§ **What the exercise asks**
The output is the lines below from the one with "sample | <point>32,319</point>" through the one with "sample | <point>113,105</point>", both included, printed exactly and with no other line.
────────────────────────────────────────
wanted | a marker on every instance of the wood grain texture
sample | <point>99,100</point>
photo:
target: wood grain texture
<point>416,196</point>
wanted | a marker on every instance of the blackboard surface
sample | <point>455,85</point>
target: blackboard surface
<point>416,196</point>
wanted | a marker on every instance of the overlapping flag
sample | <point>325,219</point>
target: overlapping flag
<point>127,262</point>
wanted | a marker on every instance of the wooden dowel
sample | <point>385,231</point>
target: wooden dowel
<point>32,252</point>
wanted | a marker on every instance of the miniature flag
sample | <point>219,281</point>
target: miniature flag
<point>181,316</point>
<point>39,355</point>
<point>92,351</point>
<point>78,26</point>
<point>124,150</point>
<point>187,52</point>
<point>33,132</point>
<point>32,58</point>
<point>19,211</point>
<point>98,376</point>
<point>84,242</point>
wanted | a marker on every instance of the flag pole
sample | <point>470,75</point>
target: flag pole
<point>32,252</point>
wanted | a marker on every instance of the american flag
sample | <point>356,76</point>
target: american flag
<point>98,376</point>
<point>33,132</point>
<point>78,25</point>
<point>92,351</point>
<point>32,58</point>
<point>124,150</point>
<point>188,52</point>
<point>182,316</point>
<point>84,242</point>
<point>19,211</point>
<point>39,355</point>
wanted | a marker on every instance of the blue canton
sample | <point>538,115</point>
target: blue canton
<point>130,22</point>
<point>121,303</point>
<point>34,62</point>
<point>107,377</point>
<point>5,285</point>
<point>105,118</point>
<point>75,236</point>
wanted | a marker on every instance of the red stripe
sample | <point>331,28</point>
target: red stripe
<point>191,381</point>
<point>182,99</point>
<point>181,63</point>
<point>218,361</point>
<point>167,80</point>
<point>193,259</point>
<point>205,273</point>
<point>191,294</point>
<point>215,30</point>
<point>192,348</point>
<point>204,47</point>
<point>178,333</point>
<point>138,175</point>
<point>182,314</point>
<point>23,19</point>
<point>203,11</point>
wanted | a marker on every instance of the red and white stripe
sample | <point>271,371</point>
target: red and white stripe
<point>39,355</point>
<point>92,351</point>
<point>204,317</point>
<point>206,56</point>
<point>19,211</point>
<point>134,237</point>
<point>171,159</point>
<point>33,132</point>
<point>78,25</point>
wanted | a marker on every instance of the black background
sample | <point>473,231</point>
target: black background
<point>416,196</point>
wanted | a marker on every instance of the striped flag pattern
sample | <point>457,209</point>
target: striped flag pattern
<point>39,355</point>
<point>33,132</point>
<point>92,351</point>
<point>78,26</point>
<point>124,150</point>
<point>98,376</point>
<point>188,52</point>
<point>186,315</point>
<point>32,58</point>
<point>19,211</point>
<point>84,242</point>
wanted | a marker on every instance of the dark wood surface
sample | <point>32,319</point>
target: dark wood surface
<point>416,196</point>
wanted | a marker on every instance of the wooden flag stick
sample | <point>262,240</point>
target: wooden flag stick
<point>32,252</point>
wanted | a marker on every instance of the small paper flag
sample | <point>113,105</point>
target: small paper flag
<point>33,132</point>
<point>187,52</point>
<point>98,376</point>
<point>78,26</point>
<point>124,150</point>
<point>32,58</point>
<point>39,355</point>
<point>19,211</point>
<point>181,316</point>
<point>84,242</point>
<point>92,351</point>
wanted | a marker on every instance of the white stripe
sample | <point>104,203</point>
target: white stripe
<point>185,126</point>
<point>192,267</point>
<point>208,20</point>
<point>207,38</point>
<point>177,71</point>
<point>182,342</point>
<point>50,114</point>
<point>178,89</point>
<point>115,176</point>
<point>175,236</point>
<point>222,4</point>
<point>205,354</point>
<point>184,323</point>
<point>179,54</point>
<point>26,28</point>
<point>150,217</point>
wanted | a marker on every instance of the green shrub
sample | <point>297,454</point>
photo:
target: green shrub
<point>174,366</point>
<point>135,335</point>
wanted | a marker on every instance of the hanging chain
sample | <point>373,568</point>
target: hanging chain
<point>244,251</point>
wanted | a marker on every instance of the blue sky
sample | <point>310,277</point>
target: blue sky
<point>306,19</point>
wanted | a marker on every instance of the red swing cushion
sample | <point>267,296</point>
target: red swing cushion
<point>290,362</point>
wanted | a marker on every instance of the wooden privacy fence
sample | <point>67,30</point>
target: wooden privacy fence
────────────────────────────────────────
§ **Your response**
sample | <point>32,319</point>
target: dark wood surface
<point>416,196</point>
wanted | a marker on every instance of the wooden flag stick
sample | <point>262,240</point>
target: wooden flag stick
<point>32,252</point>
wanted | a marker on every instance of the small paper flag
sample | <point>113,105</point>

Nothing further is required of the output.